| DATA RECORDS |
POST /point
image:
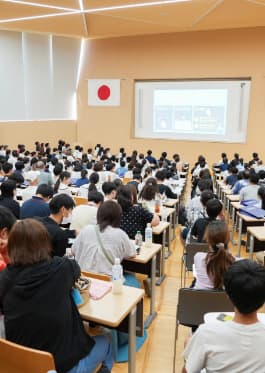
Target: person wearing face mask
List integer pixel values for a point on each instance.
(61, 207)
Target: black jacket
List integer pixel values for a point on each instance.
(40, 313)
(58, 235)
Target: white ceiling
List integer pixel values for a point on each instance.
(109, 18)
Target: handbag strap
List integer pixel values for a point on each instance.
(102, 246)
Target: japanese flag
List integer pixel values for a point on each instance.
(104, 92)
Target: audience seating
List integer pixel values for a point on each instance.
(80, 200)
(194, 303)
(187, 260)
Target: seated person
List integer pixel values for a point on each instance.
(233, 177)
(122, 169)
(39, 312)
(196, 214)
(162, 188)
(109, 189)
(148, 194)
(62, 184)
(83, 179)
(92, 186)
(61, 207)
(134, 217)
(136, 179)
(195, 207)
(86, 214)
(214, 208)
(38, 204)
(8, 193)
(251, 190)
(241, 182)
(7, 220)
(96, 247)
(211, 267)
(235, 346)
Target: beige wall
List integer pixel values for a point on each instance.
(207, 54)
(13, 133)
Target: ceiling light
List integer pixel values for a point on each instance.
(85, 11)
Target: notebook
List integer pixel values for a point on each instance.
(99, 288)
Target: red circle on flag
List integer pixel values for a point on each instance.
(103, 92)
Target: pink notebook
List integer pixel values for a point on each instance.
(99, 288)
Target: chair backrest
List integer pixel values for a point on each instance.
(190, 250)
(80, 200)
(15, 358)
(99, 276)
(194, 303)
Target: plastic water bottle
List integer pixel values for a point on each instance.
(164, 214)
(117, 276)
(148, 235)
(69, 254)
(138, 239)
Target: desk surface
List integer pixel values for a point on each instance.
(158, 229)
(112, 309)
(170, 202)
(146, 253)
(247, 218)
(233, 197)
(258, 232)
(236, 205)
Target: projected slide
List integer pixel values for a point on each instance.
(201, 111)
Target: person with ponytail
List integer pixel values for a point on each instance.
(211, 267)
(62, 183)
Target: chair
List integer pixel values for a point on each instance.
(98, 276)
(194, 303)
(187, 260)
(15, 358)
(80, 200)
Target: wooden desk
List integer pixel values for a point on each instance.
(229, 199)
(161, 229)
(145, 263)
(173, 203)
(112, 310)
(258, 233)
(249, 221)
(235, 206)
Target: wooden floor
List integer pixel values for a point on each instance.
(156, 355)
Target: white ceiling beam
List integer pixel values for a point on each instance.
(205, 14)
(38, 5)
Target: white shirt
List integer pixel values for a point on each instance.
(202, 279)
(83, 215)
(88, 252)
(226, 347)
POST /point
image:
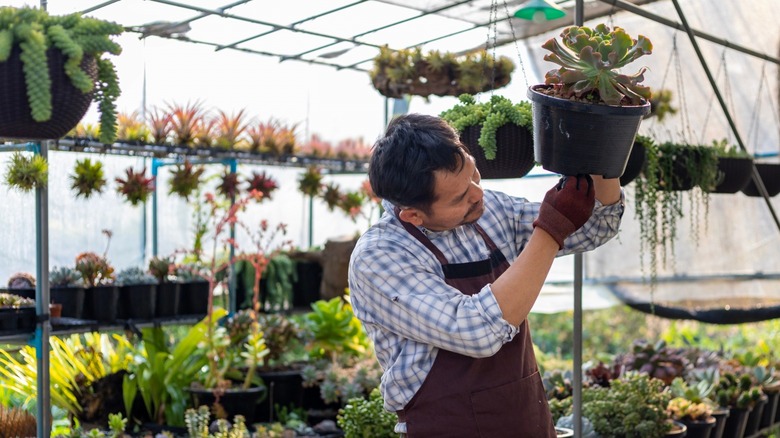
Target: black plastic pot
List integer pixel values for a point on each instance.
(736, 423)
(194, 298)
(733, 174)
(572, 138)
(167, 300)
(233, 401)
(285, 389)
(700, 429)
(514, 151)
(101, 303)
(72, 300)
(137, 301)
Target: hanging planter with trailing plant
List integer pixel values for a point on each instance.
(51, 69)
(587, 114)
(410, 72)
(27, 173)
(485, 126)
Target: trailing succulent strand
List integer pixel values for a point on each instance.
(36, 32)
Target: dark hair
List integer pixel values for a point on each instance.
(404, 160)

| TRY IT |
Go through the data, and copy each line in which the word "wooden" appears.

| ANSWER TO THE PROBLEM |
Target: wooden desk
Target: wooden floor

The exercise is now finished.